# start of Record extracts

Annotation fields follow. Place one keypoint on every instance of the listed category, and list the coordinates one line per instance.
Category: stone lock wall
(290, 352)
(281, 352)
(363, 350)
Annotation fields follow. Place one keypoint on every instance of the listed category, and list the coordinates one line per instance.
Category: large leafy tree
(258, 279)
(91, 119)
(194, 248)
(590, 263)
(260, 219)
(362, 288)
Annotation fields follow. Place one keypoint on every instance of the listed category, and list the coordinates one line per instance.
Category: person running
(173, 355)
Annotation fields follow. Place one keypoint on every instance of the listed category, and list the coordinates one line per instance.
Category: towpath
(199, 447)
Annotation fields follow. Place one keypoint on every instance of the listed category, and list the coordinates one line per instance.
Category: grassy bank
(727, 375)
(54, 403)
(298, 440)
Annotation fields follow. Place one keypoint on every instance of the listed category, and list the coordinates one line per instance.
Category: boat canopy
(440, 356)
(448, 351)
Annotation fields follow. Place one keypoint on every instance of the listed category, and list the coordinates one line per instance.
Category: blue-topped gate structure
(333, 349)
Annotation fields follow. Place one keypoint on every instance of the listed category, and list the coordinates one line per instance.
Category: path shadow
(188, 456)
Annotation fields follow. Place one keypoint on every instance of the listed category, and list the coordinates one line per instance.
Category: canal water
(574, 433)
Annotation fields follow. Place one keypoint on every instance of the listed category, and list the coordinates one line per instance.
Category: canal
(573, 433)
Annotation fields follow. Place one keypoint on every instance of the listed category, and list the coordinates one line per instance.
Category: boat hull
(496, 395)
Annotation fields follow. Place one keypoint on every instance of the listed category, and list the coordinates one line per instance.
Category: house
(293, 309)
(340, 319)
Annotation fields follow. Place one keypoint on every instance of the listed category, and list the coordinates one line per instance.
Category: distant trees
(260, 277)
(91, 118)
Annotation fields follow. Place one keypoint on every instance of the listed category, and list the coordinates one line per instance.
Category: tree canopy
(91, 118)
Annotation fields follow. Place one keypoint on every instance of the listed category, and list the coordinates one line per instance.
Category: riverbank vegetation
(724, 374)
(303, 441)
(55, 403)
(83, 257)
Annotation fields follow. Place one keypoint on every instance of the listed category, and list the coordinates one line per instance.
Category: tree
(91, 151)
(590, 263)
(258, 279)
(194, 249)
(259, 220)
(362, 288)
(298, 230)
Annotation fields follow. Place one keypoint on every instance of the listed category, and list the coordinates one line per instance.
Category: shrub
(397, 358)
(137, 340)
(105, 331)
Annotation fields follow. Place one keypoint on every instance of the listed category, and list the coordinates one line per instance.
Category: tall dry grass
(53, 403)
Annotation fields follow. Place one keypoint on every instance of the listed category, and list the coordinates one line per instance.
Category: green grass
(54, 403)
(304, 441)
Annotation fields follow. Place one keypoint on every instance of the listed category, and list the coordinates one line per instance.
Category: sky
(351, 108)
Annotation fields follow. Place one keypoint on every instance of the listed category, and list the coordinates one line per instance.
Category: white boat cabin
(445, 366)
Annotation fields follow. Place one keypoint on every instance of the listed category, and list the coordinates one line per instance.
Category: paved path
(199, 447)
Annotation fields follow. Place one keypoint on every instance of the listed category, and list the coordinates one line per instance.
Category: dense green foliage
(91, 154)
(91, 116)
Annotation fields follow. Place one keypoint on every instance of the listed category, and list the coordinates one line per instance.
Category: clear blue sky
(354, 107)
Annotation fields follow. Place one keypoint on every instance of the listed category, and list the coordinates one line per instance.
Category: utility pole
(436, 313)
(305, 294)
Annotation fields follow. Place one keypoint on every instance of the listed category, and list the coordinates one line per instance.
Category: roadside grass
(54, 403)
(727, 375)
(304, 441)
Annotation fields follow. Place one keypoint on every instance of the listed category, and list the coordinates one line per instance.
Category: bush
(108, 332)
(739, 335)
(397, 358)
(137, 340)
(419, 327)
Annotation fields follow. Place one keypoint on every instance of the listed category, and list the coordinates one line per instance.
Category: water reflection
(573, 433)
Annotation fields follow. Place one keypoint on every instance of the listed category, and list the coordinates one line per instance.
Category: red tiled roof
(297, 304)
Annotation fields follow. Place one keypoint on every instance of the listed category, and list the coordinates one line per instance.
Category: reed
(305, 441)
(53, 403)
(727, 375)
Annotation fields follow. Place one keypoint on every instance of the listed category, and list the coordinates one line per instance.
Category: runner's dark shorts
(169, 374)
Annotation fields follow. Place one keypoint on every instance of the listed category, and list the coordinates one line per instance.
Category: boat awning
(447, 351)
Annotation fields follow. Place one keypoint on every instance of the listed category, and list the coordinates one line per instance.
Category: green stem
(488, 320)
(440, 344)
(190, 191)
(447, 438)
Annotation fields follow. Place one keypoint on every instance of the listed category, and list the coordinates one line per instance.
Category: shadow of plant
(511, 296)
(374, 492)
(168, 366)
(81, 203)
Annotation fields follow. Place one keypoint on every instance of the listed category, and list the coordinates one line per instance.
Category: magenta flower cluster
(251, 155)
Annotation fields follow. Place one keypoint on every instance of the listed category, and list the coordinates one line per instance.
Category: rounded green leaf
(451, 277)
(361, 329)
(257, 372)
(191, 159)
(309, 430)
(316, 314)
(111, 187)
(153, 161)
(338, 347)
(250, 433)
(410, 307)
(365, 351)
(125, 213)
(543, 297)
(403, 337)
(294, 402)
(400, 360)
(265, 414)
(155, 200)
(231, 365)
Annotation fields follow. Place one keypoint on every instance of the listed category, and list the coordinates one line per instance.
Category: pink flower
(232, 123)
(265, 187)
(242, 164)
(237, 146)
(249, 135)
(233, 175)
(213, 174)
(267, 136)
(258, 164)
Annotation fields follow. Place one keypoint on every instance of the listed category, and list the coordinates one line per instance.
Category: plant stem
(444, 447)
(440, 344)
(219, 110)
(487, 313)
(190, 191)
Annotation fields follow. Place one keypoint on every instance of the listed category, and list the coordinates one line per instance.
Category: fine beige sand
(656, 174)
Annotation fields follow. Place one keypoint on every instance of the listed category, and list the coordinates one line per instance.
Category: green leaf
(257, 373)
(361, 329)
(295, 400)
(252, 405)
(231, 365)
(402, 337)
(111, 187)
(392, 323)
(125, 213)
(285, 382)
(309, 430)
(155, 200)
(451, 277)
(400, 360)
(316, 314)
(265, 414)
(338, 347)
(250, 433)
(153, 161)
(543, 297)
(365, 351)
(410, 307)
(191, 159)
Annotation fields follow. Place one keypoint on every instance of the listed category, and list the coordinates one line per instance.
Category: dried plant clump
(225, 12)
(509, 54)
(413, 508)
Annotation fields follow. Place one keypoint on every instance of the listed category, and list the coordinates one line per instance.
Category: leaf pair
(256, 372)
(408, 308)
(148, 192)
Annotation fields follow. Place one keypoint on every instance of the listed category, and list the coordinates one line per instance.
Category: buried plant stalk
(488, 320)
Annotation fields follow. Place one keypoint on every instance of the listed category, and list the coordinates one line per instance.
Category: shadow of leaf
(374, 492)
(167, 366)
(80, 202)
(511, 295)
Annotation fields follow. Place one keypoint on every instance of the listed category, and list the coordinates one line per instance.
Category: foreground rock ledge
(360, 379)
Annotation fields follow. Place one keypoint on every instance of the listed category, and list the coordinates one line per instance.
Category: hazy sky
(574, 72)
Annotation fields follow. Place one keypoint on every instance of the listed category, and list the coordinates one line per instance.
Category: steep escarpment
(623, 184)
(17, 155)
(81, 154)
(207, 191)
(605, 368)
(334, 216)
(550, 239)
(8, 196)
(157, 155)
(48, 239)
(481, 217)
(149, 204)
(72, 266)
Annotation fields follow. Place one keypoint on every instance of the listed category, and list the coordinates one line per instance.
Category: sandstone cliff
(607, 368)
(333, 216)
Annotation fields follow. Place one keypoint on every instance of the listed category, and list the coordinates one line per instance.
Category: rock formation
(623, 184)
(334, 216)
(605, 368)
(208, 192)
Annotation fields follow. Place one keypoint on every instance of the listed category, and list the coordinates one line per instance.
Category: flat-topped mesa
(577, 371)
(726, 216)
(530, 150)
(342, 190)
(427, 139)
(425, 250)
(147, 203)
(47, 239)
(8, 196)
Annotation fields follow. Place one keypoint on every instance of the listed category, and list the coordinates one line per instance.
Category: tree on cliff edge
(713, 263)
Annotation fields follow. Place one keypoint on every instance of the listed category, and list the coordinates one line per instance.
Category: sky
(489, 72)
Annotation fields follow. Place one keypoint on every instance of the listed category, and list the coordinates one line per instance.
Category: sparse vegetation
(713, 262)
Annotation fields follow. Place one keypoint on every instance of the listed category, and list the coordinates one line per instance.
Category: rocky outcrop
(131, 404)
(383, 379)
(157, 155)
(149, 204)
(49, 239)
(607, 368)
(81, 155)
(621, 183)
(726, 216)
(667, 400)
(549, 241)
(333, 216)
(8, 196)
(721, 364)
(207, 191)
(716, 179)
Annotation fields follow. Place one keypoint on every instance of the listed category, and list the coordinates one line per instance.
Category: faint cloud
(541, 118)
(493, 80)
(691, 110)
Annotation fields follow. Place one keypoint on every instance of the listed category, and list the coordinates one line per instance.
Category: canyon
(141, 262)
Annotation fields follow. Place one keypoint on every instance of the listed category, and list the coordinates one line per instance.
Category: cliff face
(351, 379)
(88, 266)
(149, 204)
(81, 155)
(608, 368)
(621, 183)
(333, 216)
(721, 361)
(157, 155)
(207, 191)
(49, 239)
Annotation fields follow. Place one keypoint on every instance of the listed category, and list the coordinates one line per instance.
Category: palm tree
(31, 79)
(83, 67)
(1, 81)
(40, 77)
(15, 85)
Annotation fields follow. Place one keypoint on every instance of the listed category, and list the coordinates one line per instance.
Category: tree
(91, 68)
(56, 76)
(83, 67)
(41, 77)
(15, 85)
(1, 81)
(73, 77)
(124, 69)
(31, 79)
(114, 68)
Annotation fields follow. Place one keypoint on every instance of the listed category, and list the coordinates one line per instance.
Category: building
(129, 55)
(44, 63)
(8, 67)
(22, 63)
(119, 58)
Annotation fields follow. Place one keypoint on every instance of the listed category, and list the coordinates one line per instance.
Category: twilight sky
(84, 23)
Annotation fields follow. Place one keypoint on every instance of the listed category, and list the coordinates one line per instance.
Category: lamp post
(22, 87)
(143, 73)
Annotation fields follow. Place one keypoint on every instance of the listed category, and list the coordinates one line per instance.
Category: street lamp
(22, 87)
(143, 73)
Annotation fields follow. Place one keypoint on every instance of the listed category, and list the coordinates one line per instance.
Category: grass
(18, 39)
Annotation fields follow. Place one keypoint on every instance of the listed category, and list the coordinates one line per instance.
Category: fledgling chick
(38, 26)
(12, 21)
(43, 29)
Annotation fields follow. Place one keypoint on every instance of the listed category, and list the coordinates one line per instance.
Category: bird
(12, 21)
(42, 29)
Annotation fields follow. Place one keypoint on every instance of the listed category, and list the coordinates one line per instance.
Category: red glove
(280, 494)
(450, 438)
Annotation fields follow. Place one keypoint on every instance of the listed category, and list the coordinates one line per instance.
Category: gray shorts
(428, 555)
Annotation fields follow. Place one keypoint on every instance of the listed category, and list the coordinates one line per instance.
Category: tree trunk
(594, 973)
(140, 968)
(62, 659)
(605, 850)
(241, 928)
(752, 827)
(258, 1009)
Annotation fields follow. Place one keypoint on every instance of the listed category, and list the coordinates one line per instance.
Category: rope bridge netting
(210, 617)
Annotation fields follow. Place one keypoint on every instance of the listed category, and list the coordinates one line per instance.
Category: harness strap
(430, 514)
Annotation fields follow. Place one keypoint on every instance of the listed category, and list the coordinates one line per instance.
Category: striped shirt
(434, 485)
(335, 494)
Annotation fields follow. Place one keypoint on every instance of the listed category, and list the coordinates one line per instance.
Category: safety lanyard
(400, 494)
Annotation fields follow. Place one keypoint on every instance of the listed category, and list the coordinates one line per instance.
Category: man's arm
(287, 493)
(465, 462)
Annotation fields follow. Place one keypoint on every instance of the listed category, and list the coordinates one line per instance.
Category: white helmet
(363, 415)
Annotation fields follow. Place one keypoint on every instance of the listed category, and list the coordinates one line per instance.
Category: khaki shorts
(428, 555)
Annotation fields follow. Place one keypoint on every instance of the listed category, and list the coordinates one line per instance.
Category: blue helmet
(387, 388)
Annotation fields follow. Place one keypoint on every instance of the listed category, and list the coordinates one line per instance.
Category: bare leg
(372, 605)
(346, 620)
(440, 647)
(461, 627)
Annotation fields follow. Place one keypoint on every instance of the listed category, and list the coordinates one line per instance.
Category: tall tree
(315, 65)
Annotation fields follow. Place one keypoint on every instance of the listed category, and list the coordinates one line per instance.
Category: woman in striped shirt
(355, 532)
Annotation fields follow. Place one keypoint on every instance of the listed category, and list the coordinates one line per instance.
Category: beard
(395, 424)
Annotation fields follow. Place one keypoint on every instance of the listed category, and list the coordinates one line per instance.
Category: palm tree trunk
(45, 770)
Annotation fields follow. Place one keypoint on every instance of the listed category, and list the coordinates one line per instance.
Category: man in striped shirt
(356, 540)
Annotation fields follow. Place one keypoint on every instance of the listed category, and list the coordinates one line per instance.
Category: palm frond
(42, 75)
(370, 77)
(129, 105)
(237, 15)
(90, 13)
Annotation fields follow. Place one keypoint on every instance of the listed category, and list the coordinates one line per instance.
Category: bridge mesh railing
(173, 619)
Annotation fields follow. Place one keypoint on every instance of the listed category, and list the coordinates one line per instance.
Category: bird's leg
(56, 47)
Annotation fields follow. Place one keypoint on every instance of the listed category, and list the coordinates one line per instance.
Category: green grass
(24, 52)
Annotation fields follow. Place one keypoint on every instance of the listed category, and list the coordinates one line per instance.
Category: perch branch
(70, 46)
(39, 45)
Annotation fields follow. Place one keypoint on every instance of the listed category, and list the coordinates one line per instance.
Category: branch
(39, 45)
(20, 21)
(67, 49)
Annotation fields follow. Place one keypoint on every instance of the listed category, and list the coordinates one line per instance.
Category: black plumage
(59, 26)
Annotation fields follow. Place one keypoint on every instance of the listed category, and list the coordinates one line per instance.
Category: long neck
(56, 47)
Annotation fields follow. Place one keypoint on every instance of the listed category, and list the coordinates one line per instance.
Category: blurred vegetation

# end of Record extracts

What needs to be done:
Pick out each of the lines above that contains the word "palm", and copy those lines. Match the case too.

Result of the exercise:
Category: palm tree
Category: palm tree trunk
Category: palm frond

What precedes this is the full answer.